[Stored data entries]
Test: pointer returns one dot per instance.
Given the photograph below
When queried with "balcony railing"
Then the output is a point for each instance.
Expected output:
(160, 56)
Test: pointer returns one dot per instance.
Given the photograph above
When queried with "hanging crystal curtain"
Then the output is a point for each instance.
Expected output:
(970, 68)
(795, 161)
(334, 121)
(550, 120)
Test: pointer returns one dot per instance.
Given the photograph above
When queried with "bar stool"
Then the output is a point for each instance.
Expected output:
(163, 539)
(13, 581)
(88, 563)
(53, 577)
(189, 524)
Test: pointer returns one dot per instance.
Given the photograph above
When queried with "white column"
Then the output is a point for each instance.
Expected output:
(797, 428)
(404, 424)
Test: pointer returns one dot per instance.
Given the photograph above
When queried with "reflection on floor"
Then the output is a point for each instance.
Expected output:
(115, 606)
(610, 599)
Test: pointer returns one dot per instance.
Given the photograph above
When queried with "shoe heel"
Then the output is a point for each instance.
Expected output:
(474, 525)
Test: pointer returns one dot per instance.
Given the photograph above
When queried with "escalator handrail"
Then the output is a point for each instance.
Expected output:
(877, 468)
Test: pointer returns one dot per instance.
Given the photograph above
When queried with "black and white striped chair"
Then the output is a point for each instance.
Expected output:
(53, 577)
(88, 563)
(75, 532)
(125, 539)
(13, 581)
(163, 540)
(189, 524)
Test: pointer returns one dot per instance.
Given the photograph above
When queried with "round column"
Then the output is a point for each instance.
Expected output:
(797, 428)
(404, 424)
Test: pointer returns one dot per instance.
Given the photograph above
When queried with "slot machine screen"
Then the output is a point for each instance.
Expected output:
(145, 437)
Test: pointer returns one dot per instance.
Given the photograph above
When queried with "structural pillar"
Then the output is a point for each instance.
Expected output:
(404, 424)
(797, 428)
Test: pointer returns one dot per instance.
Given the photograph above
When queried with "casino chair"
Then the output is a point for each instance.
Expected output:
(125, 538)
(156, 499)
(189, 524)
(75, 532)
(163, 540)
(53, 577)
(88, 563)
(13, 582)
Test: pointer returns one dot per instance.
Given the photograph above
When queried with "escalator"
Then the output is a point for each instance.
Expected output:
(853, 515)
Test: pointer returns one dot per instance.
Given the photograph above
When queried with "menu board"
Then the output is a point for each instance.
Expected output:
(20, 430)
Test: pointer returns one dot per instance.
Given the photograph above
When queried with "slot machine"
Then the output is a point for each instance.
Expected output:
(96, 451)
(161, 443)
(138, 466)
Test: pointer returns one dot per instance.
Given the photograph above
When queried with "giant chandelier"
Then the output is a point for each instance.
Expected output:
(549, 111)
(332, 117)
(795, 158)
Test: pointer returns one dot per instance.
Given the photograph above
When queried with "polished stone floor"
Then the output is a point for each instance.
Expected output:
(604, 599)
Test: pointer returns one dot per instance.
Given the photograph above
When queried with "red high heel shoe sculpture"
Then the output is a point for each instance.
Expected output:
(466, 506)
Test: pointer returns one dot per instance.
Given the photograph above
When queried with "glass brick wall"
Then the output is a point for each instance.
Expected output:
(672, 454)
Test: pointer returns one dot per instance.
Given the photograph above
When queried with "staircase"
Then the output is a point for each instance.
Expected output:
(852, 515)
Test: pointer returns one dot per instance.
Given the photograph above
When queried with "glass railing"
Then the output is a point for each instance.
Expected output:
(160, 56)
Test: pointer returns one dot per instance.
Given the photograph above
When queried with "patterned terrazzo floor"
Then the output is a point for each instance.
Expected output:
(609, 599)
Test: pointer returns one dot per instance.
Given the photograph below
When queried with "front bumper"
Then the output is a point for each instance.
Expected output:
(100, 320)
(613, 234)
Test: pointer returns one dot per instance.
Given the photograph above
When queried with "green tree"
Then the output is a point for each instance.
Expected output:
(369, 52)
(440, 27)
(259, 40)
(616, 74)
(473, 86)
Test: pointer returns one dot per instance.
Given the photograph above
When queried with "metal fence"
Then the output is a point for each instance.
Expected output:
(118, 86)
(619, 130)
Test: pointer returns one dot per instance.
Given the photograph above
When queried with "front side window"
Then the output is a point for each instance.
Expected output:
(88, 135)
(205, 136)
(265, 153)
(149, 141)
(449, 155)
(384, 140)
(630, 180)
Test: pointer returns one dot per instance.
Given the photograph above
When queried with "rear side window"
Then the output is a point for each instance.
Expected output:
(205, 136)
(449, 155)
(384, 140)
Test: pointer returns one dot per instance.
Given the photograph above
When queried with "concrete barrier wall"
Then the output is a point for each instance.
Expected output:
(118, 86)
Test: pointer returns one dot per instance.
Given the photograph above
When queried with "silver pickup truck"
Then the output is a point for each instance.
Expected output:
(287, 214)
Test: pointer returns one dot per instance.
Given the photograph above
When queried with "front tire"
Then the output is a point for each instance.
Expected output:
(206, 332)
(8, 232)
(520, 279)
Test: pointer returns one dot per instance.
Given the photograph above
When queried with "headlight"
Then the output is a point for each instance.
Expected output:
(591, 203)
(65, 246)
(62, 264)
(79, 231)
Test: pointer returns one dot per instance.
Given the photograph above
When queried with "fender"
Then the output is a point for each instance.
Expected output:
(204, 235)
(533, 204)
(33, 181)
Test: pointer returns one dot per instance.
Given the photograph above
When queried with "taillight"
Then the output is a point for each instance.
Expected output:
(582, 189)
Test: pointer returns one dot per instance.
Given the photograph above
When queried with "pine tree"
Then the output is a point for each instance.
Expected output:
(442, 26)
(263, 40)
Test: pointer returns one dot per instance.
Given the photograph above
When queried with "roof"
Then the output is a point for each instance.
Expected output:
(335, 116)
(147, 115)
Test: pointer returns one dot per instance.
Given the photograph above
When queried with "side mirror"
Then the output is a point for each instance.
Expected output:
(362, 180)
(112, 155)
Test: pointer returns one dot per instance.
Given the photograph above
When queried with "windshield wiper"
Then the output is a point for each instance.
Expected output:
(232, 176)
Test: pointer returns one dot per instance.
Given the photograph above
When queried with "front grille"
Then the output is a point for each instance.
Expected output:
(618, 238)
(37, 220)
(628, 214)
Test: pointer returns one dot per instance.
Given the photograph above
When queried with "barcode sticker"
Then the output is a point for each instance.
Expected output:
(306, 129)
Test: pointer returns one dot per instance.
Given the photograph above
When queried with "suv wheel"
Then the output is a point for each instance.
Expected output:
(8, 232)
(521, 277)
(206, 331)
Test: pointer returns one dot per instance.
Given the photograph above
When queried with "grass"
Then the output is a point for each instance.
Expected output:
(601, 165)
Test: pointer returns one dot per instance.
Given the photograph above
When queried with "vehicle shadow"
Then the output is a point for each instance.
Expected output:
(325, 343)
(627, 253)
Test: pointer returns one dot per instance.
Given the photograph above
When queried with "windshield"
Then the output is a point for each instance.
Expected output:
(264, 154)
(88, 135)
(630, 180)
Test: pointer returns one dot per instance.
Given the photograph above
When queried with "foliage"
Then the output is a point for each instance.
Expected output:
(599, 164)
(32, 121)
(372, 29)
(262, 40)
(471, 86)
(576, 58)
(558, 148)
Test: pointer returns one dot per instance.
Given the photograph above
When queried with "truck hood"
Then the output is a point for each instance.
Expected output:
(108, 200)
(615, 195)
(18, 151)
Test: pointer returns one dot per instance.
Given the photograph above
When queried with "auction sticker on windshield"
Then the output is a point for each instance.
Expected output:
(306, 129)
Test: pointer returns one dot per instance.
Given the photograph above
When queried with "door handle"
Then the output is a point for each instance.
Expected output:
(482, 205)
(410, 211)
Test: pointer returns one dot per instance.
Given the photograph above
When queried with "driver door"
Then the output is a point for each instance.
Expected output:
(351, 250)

→ TASK TO COMPLETE: What is needed is a word-for-word copy of the records.

→ RESULT OF THE TASK:
Test: pointer returns one dot per instance.
Given the photograph below
When queried with "balcony railing"
Then the output is a point for each instance.
Expected output:
(160, 56)
Test: pointer returns one dot per instance.
Given the photograph above
When queried with "hanging crystal curtain"
Then the output is a point for each instance.
Expected output:
(970, 68)
(795, 161)
(334, 121)
(550, 120)
Test: pointer returns one dot per instance.
Given the photograph above
When queried with "bar stool"
Then the output is a point for each instance.
Expected output:
(163, 539)
(13, 581)
(88, 563)
(53, 577)
(189, 524)
Test: pointer returns one dot per instance.
Given the photograph above
When queried with "white column"
Then the output is a point for each instance.
Expected output:
(797, 428)
(404, 424)
Test: pointer returns one dot per instance.
Given the photograph above
When queried with "reflection on floor"
Then the output is a point for each instance.
Expected output:
(115, 606)
(610, 599)
Test: pointer returns one dot per instance.
Given the photograph above
When queried with "shoe heel"
Then the output is a point for each instance.
Expected output:
(474, 525)
Test: pointer returns one dot per instance.
Given the photograph above
When queried with "escalator handrail"
Then the output is a point for each instance.
Expected output:
(877, 468)
Test: pointer returns one dot per instance.
Given the photograph above
When queried with "black and white striped chair"
Then the output is a point for each instance.
Expected output:
(53, 577)
(88, 563)
(75, 532)
(125, 539)
(13, 581)
(163, 540)
(189, 524)
Test: pointer returns one dot per instance.
Given the photograph above
When queried with "round column"
Then the output is a point for each instance.
Expected output:
(797, 428)
(404, 424)
Test: pointer returns one dot per instance.
Given the photograph above
When queried with "slot machine screen"
Then the output is a point for each instance.
Expected output:
(145, 437)
Test: pointer returns one dot per instance.
Given the photograph above
When queried with "structural pillar"
Then the output is a point for each instance.
Expected output:
(404, 424)
(797, 428)
Test: pointer returns one dot per instance.
Given the photograph above
When queried with "casino chair"
Then the output is a point for each instance.
Expected output:
(125, 538)
(156, 499)
(189, 524)
(75, 532)
(163, 540)
(53, 577)
(88, 563)
(13, 582)
Test: pointer returns one dot per instance.
Given the photograph above
When queried with "escalator"
Then the output is a point for each instance.
Expected output:
(853, 515)
Test: pointer returns one dot per instance.
Given the photograph above
When queried with "menu board"
Then the output is a point for each instance.
Expected output:
(20, 430)
Test: pointer returns one dot per instance.
Given the photograph above
When queried with "slot machine"
Then the output is a point for each instance.
Expected output:
(96, 451)
(161, 443)
(138, 466)
Test: pointer returns one dot per instance.
Given the photograph above
When queried with "giant chandelier"
Then the output is a point for each instance.
Expected output:
(549, 111)
(332, 117)
(795, 158)
Test: pointer returns one dot per instance.
Given the photograph above
When queried with "polished stone floor"
Then the output is a point for each instance.
Expected output:
(604, 599)
Test: pointer returns one dot per instance.
Given the photograph above
When queried with "red high heel shoe sculpture"
Then the output is a point for each instance.
Expected output:
(466, 506)
Test: pointer returns one dot per instance.
Given the photograph above
When queried with "glass brick wall"
Then the output is a point for each instance.
Expected output:
(672, 454)
Test: pointer returns one dot per instance.
Given the photograph above
When queried with "staircase"
Then the output is a point for each instance.
Expected output:
(852, 515)
Test: pointer returns one dot per instance.
Given the photograph above
When queried with "glass railing"
Then the output is a point for each instance.
Expected output:
(160, 56)
Test: pointer returns one dot per instance.
Given the photograph above
When queried with "patterned terrazzo floor"
Then the output is a point for each instance.
Expected output:
(609, 599)
Test: pointer returns one dot per instance.
Given the photograph below
When queried with "front bumper"
Then the output is a point for each instance.
Expected output:
(100, 320)
(613, 234)
Test: pointer returns one dot per instance.
Given the photograph above
When queried with "green tree"
Then the output is a point for each instance.
Expected output:
(369, 52)
(440, 27)
(259, 40)
(616, 74)
(473, 86)
Test: pointer returns one dot per instance.
Given the photograph above
When queried with "metal fence"
Then the output is a point for each instance.
Expected output:
(118, 86)
(619, 130)
Test: pointer returns one dot per instance.
Given the photograph above
When queried with "front side window"
Then the output is a point for each instance.
Expected output:
(88, 135)
(205, 136)
(265, 153)
(149, 141)
(449, 155)
(384, 140)
(630, 180)
Test: pointer returns one dot per instance.
Given the photograph above
When queried with "rear side window"
Then the output is a point for each instance.
Expected output:
(205, 136)
(449, 155)
(384, 140)
Test: pointer returns one dot per instance.
Given the photograph above
When queried with "concrete barrier wall"
Then the output is a point for each instance.
Expected output:
(118, 86)
Test: pointer returns one dot per instance.
Given the photograph above
When queried with "silver pickup truck"
Then the output is a point for each instance.
Expected output:
(287, 214)
Test: pointer returns one dot per instance.
Given the photograph above
When queried with "front tire"
Then the output is a point for each instance.
Expected output:
(206, 332)
(8, 232)
(520, 279)
Test: pointer returns one dot per instance.
Given the photograph above
When queried with "headlight"
Then the output is a point for each instance.
Expected output:
(591, 203)
(65, 246)
(62, 264)
(79, 231)
Test: pointer returns one dot per instance.
Given the photograph above
When queried with "fender"
Then the output is a point for each instance.
Expected output:
(204, 235)
(533, 204)
(33, 181)
Test: pointer returns one dot per instance.
Given the photograph above
When queried with "taillight"
Then the output is a point for each instance.
Expected output:
(582, 189)
Test: pointer returns one dot per instance.
Given the photograph above
When queried with "pine tree"
Then the output is a point for each instance.
Expected output:
(442, 26)
(263, 40)
Test: pointer returns one dot per instance.
Given the photograph above
When queried with "roof"
Then the output is a point for each instance.
Expected output:
(335, 116)
(147, 115)
Test: pointer returns one dot per instance.
Given the photograph above
When queried with "side mirror"
Then the output is a point for each instance.
Expected output:
(362, 180)
(112, 155)
Test: pointer returns one dot per instance.
Given the photograph above
When queried with "windshield wiper"
Then the output is a point for each instance.
Expected output:
(232, 176)
Test: pointer returns one dot per instance.
Given the photograph above
When queried with "front grille"
Then the output is a point for each instance.
Expected output:
(618, 238)
(37, 220)
(628, 214)
Test: pointer returns one dot per instance.
Given the photograph above
When queried with "barcode sticker"
Then the output is a point for each instance.
Expected output:
(306, 129)
Test: pointer returns one dot per instance.
Given the photograph above
When queried with "suv wheel"
Then the output is a point for each instance.
Expected output:
(8, 232)
(521, 277)
(206, 331)
Test: pointer returns one dot per instance.
Given the photograph above
When queried with "grass"
Then the output is a point for each instance.
Expected output:
(601, 165)
Test: pointer returns one dot per instance.
Given the photograph above
When queried with "vehicle shadow"
Then the output is a point for each instance.
Expected output:
(325, 343)
(627, 253)
Test: pointer returns one dot per instance.
Given the photograph above
When queried with "windshield"
Then the output is a point for each instance.
Expected output:
(264, 154)
(88, 135)
(630, 180)
Test: pointer returns one dot per instance.
Given the photograph above
When queried with "foliage"
Then the output is a point for each instance.
Expected output:
(599, 164)
(32, 121)
(372, 29)
(262, 40)
(471, 86)
(576, 58)
(558, 148)
Test: pointer returns one dot per instance.
Given the photograph above
When queried with "truck hood"
Then the output is a point for each instance.
Expected output:
(108, 200)
(615, 195)
(18, 151)
Test: pointer returns one dot per instance.
Given the photograph above
When queried with "auction sticker on windshield"
Then the output is a point for each instance.
Expected output:
(306, 129)
Test: pointer returns one dot per instance.
Given the photograph above
When queried with "door handle"
Then the output is a point for each instance.
Expected output:
(482, 205)
(410, 211)
Test: pointer returns one dot per instance.
Given the photograph above
When queried with "driver door"
Then the output is a point for each instance.
Expected output:
(351, 250)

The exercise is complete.